Aim – Write out every entry exactly as it appears.

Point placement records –
....

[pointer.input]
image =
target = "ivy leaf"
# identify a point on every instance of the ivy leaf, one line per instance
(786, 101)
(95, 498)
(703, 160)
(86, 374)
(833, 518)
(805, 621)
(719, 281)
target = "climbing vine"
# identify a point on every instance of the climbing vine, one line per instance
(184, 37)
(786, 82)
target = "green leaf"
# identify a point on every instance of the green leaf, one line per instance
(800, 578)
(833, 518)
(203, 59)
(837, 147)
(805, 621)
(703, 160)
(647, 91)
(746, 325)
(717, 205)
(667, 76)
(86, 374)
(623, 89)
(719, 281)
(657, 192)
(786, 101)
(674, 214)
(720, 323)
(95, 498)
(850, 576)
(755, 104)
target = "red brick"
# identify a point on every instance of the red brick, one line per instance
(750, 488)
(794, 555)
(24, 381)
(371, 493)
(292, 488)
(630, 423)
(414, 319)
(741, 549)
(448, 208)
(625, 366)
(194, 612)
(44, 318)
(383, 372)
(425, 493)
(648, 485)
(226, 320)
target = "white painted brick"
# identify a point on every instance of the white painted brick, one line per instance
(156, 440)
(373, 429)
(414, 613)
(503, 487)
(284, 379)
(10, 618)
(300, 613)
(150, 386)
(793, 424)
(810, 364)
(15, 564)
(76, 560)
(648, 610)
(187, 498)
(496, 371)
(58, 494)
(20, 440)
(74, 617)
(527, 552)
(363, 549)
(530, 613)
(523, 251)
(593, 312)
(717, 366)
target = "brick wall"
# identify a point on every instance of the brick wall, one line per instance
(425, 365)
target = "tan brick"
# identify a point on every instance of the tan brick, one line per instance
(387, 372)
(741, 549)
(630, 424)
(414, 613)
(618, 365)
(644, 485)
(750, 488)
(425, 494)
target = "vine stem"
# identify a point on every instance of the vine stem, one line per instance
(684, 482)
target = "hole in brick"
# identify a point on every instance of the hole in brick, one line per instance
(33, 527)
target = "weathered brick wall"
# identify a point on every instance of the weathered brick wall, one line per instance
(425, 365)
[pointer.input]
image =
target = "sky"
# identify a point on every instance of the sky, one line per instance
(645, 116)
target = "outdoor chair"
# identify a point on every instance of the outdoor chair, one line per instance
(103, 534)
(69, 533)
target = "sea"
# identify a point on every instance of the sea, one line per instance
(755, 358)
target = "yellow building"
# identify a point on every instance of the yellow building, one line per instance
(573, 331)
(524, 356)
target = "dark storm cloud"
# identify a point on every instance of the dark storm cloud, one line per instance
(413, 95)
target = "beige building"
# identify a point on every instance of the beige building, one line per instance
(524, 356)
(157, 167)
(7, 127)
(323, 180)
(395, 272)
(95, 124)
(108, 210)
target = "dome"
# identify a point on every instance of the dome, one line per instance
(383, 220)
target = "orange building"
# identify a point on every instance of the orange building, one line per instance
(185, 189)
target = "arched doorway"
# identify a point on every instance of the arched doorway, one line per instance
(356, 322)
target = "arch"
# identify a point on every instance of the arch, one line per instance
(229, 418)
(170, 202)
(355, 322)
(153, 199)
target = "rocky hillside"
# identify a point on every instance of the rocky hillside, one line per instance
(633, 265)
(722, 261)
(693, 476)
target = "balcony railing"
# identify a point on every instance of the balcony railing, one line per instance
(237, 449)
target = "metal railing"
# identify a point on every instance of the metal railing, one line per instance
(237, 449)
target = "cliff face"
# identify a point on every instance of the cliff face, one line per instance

....

Correct answer –
[pointer.input]
image =
target = "ivy leaf"
# identify a point on every instance of the ivy leaf, one line per instance
(786, 101)
(95, 498)
(703, 160)
(86, 374)
(833, 518)
(805, 621)
(719, 281)
target = "climbing vine"
# identify a point on every instance of the climbing vine, one line per instance
(184, 37)
(786, 82)
target = "green leaf"
# identify a point on every instance of the green leaf, one line per instance
(800, 578)
(833, 518)
(203, 59)
(837, 147)
(805, 621)
(703, 160)
(647, 91)
(746, 325)
(717, 205)
(667, 76)
(86, 374)
(623, 89)
(719, 281)
(657, 192)
(786, 101)
(674, 214)
(720, 323)
(95, 498)
(850, 576)
(755, 104)
target = "red brick"
# identify a point on every instance of the red brick, one line per instance
(750, 488)
(794, 555)
(24, 381)
(371, 493)
(292, 488)
(630, 423)
(414, 319)
(741, 549)
(448, 208)
(625, 366)
(194, 612)
(44, 318)
(383, 372)
(425, 493)
(648, 485)
(226, 320)
target = "white painted brick"
# identify a point on every instance of the white painted brick, one line per instance
(156, 440)
(373, 429)
(414, 613)
(503, 487)
(284, 379)
(10, 618)
(300, 613)
(150, 386)
(793, 424)
(810, 364)
(15, 564)
(76, 560)
(648, 610)
(187, 498)
(496, 371)
(58, 494)
(20, 440)
(74, 617)
(527, 552)
(363, 549)
(530, 613)
(523, 251)
(593, 312)
(717, 366)
target = "brick wall"
# identify a point on every instance of the brick wall, one line per instance
(425, 365)
target = "tan brick"
# identify a point on every instance of the tan brick, one line per instance
(387, 372)
(741, 549)
(630, 424)
(414, 613)
(618, 365)
(644, 485)
(750, 488)
(425, 494)
target = "vine stem"
# identify a point on every instance of the vine stem, one line per instance
(684, 482)
target = "hole in brick"
# identify a point on every instance of the hole in brick, one line per instance
(33, 527)
target = "weathered brick wall"
# identify a point on every instance of the weathered brick wall, one line per instance
(425, 365)
[pointer.input]
image =
target = "sky"
# identify a point on every instance of the sky, one line per instance
(645, 116)
target = "outdoor chair"
# identify a point on every instance of the outdoor chair, one line per instance
(103, 534)
(69, 533)
target = "sea"
# identify a point on every instance of the sea, one line per instance
(755, 358)
target = "yellow building"
# identify a point on every instance of the yellow building, one line per instance
(573, 331)
(524, 356)
target = "dark storm cloud"
# identify a point on every instance of the dark storm cloud, one line per instance
(413, 95)
target = "beige building"
# identify a point on every instance of the beige building, one line per instance
(524, 356)
(157, 167)
(7, 127)
(323, 180)
(395, 272)
(95, 124)
(108, 210)
target = "dome"
# identify a point on every instance of the dome, one line per instance
(383, 220)
target = "orange building"
# identify a point on every instance of the orange building, one line per instance
(185, 189)
target = "arched doorway"
# identify a point on every instance of the arched doorway, one line per instance
(356, 322)
target = "arch"
# identify a point on every instance of the arch, one line per instance
(229, 418)
(170, 202)
(355, 322)
(153, 199)
target = "rocky hillside"
# identify a point on every instance of the rocky hillside, one line per instance
(633, 265)
(722, 261)
(693, 476)
target = "balcony railing"
# identify a point on every instance of the balcony railing, one line per instance
(237, 449)
target = "metal railing"
# identify a point on every instance of the metal railing, one line per instance
(237, 449)
target = "cliff face"
# identify a point on every instance of the cliff face, one line per instance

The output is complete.